** start Supplied material **

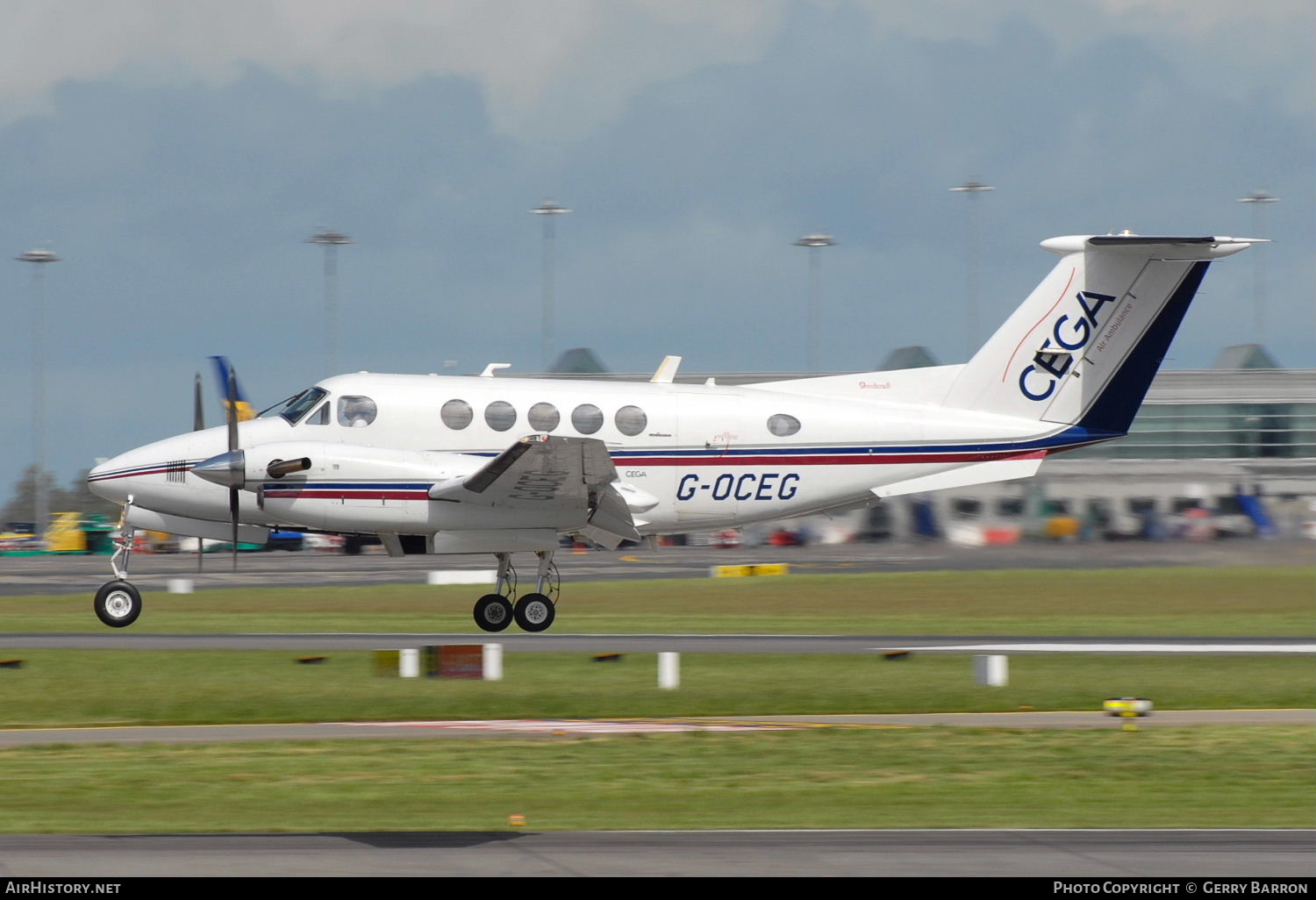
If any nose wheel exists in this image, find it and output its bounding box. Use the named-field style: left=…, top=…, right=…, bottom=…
left=92, top=579, right=142, bottom=628
left=92, top=495, right=142, bottom=628
left=476, top=550, right=558, bottom=632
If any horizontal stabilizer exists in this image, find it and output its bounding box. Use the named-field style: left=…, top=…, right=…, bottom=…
left=873, top=454, right=1042, bottom=497
left=126, top=505, right=270, bottom=544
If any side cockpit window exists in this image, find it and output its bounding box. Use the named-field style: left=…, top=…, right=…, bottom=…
left=279, top=389, right=328, bottom=425
left=339, top=396, right=379, bottom=428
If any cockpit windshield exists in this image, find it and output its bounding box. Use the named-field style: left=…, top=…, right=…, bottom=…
left=279, top=389, right=329, bottom=425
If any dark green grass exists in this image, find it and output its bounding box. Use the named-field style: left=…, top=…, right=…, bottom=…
left=0, top=726, right=1316, bottom=833
left=0, top=650, right=1316, bottom=728
left=0, top=568, right=1316, bottom=637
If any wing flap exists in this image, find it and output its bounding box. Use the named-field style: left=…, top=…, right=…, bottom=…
left=429, top=434, right=640, bottom=547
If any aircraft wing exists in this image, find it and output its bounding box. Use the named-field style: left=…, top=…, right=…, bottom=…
left=429, top=434, right=640, bottom=547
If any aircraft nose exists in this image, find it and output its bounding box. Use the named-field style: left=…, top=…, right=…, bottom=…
left=87, top=457, right=132, bottom=503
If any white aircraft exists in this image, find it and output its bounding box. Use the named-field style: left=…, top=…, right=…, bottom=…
left=89, top=232, right=1255, bottom=632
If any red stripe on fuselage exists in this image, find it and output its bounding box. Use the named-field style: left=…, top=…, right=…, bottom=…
left=613, top=450, right=1047, bottom=468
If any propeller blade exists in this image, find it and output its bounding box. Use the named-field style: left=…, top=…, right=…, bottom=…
left=229, top=489, right=239, bottom=571
left=224, top=366, right=239, bottom=453
left=192, top=373, right=205, bottom=432
left=225, top=366, right=239, bottom=573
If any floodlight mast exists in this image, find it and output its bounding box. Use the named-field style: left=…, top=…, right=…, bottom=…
left=307, top=229, right=354, bottom=375
left=1239, top=189, right=1279, bottom=344
left=947, top=178, right=997, bottom=357
left=526, top=200, right=571, bottom=373
left=15, top=247, right=60, bottom=545
left=791, top=234, right=837, bottom=373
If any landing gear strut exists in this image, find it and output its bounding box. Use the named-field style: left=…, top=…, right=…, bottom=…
left=92, top=496, right=142, bottom=628
left=476, top=550, right=558, bottom=632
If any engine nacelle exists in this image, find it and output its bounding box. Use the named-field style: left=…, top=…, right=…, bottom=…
left=232, top=441, right=490, bottom=534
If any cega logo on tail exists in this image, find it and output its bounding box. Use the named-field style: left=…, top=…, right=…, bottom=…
left=1019, top=291, right=1115, bottom=400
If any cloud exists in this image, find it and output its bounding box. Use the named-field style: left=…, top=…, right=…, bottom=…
left=0, top=0, right=1316, bottom=137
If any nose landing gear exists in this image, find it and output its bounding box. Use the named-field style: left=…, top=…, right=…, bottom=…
left=92, top=496, right=142, bottom=628
left=476, top=550, right=560, bottom=632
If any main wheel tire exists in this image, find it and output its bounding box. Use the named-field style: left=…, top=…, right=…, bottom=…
left=92, top=581, right=142, bottom=628
left=476, top=594, right=513, bottom=632
left=512, top=594, right=558, bottom=632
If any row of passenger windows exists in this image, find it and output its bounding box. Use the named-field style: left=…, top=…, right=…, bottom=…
left=283, top=392, right=800, bottom=437
left=439, top=400, right=649, bottom=437
left=440, top=400, right=800, bottom=437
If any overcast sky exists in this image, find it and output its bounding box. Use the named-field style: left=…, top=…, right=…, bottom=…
left=0, top=0, right=1316, bottom=492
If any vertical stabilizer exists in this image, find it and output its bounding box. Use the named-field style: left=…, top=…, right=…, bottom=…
left=945, top=234, right=1252, bottom=434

** end Supplied material **

▸ **Exercise directions**:
Update the rows above by changing every "named-field style" to "key-value style" and keeping everything else the same. Leave the pictures out.

▸ **The reply**:
If any nose wheel exists in this image, find it and output its bounding box. Use the key-value style: left=…, top=…, right=…, bottom=…
left=92, top=579, right=142, bottom=628
left=92, top=495, right=142, bottom=628
left=476, top=550, right=558, bottom=632
If any horizontal stabilizer exists in this image, find it and output its bounding box. Use the key-value style: left=…, top=…, right=…, bottom=…
left=873, top=454, right=1042, bottom=497
left=126, top=505, right=270, bottom=544
If any side cockpit window exists in this image, find it and output its bounding box. Use the key-value style: left=…, top=…, right=…, bottom=…
left=279, top=389, right=328, bottom=425
left=339, top=396, right=379, bottom=428
If any cockpit windshield exists in this image, find it and output its bounding box. Use the key-value style: left=…, top=…, right=…, bottom=…
left=279, top=389, right=329, bottom=425
If any dark green grass exists in this image, find it and output its bounding box. Use the key-value style: left=…, top=…, right=…, bottom=…
left=0, top=726, right=1316, bottom=833
left=0, top=650, right=1316, bottom=728
left=0, top=568, right=1316, bottom=637
If any wing flap exists in this image, find it and output its bounding box. Use the key-value style: left=…, top=…, right=…, bottom=…
left=429, top=434, right=640, bottom=547
If any aircraft wing exists in this image, find it and output its bounding box. Use the key-value style: left=…, top=…, right=…, bottom=…
left=429, top=434, right=640, bottom=547
If any aircraft nose exists in this image, find it and output its bounding box. Use the key-value style: left=…, top=…, right=…, bottom=…
left=87, top=457, right=132, bottom=503
If any white aircraft exists in this image, find it and output its bounding box. Use the key-value style: left=…, top=…, right=…, bottom=…
left=89, top=232, right=1255, bottom=632
If any red stripe on fuselage exists in this image, find it and output its bounding box. Use the key-value style: left=…, top=…, right=…, bottom=…
left=613, top=450, right=1047, bottom=468
If any propeller blade exists in this image, find it and output its bounding box. Use the key-value style: left=…, top=…, right=…, bottom=…
left=229, top=489, right=239, bottom=571
left=224, top=366, right=239, bottom=453
left=192, top=373, right=205, bottom=432
left=225, top=366, right=239, bottom=573
If any floodlight mast exists in this image, find it and output its bounding box. Use the key-value style: left=…, top=…, right=…, bottom=…
left=307, top=229, right=354, bottom=375
left=1239, top=189, right=1279, bottom=344
left=947, top=178, right=997, bottom=357
left=526, top=200, right=571, bottom=373
left=15, top=247, right=60, bottom=545
left=791, top=234, right=837, bottom=373
If any landing gear strut exists in this image, find it and output its bounding box. Use the key-value style: left=…, top=…, right=…, bottom=…
left=92, top=496, right=142, bottom=628
left=476, top=550, right=558, bottom=632
If any engine nacelle exists in this image, find it and output its bounding box. Use the key-value style: left=…, top=…, right=…, bottom=…
left=232, top=441, right=490, bottom=534
If any cega logo on tail exists in this image, find it and output its bounding box. Use the key-value style: left=…, top=…, right=…, bottom=…
left=1019, top=291, right=1115, bottom=400
If any cloud exists in this image, find it and output its bounding box. Use the key-value style: left=…, top=…, right=…, bottom=…
left=0, top=0, right=1316, bottom=137
If any nose landing gear exists in this image, find it and output its bounding box. Use the key-value style: left=…, top=…, right=…, bottom=…
left=92, top=496, right=142, bottom=628
left=476, top=550, right=560, bottom=632
If any main wheel tire exists in this image, find it and output its bounding box. Use the key-value style: left=…, top=…, right=…, bottom=…
left=92, top=581, right=142, bottom=628
left=476, top=594, right=513, bottom=632
left=512, top=594, right=558, bottom=632
If any row of passenger windows exists in this image, find it and output its bounding box. Use the key-value style: left=…, top=…, right=…, bottom=…
left=283, top=392, right=800, bottom=437
left=439, top=400, right=649, bottom=437
left=440, top=400, right=800, bottom=437
If any overcast sky exists in this image, find it and output its bounding box. Use the key-value style: left=…, top=…, right=…, bottom=…
left=0, top=0, right=1316, bottom=492
If any vertical stabilizer exists in this image, find it and output its bounding box. Use the key-value style: left=…, top=…, right=…, bottom=…
left=945, top=234, right=1252, bottom=434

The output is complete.